(Stored data entries)
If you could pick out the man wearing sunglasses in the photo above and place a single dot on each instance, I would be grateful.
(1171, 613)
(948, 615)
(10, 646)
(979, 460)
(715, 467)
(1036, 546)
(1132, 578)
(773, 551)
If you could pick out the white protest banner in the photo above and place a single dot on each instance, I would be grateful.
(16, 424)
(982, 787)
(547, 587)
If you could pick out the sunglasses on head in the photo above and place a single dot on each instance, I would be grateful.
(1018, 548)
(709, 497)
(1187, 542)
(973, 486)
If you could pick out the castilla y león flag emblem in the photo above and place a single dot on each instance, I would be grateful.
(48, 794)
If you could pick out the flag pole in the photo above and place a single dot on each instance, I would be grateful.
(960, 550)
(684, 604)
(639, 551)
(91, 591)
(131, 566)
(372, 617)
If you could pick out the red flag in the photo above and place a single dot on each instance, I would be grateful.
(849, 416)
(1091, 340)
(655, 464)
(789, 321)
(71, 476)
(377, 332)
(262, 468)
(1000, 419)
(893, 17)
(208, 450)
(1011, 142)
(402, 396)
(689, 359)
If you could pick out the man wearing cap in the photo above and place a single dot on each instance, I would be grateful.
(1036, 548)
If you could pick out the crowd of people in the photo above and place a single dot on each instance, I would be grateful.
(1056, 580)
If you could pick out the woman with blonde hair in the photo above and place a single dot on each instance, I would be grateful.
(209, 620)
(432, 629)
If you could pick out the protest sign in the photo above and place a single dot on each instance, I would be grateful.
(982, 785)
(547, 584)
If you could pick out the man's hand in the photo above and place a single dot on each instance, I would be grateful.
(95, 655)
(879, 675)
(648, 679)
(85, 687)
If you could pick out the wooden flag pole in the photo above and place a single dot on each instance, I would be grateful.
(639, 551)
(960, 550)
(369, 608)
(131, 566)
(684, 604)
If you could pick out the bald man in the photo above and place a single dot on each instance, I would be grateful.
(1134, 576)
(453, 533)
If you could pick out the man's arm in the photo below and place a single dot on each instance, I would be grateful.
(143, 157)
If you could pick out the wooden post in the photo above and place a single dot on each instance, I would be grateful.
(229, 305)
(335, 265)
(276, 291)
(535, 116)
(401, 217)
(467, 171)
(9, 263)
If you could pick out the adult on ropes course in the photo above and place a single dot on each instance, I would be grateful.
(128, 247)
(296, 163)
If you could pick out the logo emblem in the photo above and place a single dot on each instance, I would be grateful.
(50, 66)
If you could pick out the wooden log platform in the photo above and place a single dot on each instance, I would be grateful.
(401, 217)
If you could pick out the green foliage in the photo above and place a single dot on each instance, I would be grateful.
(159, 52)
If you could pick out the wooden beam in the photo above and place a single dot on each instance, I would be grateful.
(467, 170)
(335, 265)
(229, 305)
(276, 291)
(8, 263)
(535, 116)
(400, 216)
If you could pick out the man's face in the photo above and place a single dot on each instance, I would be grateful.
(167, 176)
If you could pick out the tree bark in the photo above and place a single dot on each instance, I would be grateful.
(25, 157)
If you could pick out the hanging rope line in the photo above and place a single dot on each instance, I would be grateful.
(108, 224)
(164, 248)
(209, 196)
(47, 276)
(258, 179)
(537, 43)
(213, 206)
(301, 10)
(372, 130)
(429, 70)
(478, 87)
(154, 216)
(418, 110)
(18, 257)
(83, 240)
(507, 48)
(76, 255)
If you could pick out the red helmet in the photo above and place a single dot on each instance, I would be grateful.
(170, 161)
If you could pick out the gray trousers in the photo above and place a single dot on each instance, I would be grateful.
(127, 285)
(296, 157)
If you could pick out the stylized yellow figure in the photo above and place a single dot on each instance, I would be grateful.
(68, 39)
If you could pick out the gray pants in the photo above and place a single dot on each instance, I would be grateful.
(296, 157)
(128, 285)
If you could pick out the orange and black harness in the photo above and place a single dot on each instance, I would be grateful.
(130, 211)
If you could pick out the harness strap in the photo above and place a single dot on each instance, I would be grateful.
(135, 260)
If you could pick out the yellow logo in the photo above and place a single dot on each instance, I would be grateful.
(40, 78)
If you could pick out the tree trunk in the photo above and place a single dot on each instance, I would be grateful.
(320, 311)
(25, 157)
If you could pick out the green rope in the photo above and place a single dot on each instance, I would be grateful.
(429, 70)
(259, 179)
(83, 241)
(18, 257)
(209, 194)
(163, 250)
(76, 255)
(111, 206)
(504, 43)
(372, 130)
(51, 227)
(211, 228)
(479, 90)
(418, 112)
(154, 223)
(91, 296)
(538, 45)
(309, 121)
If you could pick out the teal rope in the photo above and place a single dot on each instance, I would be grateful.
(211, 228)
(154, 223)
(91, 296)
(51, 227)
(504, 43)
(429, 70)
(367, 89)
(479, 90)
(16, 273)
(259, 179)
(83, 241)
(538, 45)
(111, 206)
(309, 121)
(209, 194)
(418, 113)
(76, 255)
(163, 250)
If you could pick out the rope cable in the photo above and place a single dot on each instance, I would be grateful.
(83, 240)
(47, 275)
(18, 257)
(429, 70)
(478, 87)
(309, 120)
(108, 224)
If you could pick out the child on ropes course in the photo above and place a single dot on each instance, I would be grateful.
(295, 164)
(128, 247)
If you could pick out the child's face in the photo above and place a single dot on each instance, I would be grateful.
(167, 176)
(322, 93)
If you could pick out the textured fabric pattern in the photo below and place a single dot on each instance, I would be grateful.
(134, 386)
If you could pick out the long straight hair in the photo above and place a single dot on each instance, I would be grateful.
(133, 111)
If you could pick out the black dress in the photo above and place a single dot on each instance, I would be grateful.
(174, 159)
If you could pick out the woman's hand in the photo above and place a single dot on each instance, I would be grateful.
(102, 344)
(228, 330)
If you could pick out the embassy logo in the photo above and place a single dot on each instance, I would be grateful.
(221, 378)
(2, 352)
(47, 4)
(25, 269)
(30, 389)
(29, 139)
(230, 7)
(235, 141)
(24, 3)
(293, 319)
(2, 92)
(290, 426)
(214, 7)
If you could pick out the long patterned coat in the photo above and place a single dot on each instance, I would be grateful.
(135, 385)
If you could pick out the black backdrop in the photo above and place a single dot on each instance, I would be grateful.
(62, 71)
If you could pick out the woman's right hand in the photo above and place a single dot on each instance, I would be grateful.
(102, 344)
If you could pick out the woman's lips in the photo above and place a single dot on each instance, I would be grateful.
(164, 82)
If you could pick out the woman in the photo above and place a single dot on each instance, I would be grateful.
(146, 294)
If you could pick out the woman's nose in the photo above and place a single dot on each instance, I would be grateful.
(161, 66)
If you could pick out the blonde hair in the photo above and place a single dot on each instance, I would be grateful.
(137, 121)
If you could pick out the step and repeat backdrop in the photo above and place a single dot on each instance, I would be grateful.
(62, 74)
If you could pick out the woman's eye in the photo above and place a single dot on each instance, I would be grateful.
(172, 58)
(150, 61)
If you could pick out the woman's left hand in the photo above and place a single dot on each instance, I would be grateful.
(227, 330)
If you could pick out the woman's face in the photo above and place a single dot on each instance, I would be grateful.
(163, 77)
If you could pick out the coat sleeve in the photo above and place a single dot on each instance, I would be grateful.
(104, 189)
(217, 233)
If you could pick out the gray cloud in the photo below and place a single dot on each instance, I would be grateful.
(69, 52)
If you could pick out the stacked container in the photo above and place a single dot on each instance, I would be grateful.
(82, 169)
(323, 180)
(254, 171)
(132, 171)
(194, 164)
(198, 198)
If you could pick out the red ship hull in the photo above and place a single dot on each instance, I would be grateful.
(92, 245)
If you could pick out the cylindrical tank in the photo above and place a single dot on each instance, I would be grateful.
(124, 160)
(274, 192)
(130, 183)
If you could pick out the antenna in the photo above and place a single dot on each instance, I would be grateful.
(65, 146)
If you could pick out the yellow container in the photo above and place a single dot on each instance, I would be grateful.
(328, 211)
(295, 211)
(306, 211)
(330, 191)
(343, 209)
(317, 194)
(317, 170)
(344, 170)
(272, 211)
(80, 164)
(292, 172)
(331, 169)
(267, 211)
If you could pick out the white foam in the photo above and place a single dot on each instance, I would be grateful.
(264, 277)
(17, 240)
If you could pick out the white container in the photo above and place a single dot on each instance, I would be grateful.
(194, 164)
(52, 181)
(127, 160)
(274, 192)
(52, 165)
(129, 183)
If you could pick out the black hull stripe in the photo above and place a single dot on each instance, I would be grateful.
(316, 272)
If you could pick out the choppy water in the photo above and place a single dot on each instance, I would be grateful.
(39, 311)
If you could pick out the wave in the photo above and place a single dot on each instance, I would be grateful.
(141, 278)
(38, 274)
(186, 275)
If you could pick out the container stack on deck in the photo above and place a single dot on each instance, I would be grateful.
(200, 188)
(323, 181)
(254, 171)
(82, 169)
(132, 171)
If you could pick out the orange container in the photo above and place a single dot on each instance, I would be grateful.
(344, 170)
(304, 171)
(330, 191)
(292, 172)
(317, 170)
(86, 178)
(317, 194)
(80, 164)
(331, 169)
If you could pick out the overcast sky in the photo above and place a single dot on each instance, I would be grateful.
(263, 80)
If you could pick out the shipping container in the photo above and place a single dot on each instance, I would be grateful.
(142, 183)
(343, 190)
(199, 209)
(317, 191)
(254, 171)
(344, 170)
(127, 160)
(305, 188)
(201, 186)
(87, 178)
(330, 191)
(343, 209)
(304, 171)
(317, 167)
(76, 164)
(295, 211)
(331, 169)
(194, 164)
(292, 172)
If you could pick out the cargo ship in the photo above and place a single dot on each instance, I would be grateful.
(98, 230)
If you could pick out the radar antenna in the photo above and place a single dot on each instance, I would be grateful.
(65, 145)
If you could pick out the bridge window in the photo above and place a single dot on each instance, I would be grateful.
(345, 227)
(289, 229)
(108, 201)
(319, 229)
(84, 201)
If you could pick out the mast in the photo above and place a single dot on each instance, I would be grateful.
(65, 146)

Task directions
In the records above, find the line containing "If you could pick out the black hull"; please retype it and every line after it through the last line, exactly and with nothing else.

Answer
If you could pick out the black hull stripe in the photo above and place a single dot on each instance, I would be grateful.
(316, 272)
If you could pick out the choppy water in the photo above and place a single dot on each instance, I would be grateful.
(39, 311)
If you could pick out the wave in the photo above and place a single dot on each instance, I would be grateful.
(141, 278)
(38, 274)
(186, 275)
If you could pick out the container stack on deck in the photo above and place a single dot on each instance, I would be grateful.
(200, 188)
(323, 181)
(254, 171)
(82, 169)
(132, 171)
If you could pick out the orange container in the photo above and place a single dot on each instance, I would be grateful.
(344, 170)
(304, 171)
(330, 191)
(292, 172)
(317, 170)
(86, 178)
(317, 194)
(80, 164)
(331, 169)
If you could pick out the overcast sky in the photo above and place a single dot on each instance, I would be grateful.
(263, 80)
If you could pick out the shipping container in the photo above and place a single dot on each instance, I would be grateful.
(142, 183)
(343, 190)
(199, 209)
(317, 191)
(254, 171)
(344, 170)
(127, 160)
(305, 188)
(201, 186)
(87, 178)
(330, 191)
(343, 209)
(304, 171)
(317, 167)
(76, 164)
(295, 211)
(331, 169)
(194, 164)
(292, 172)
If you could pick out the cargo ship in the photo above and place a single dot on each instance, I would be grateful.
(98, 230)
If you could pick out the radar antenna in the photo above and place a single dot on each instance, I would be grateful.
(65, 145)
If you could pick out the bridge window in the photo above and place a single dot on each instance, I would be grateful.
(345, 227)
(289, 229)
(108, 201)
(319, 229)
(84, 201)
If you could pick out the mast in the photo above and place a single dot on each instance, I would be grateful.
(65, 146)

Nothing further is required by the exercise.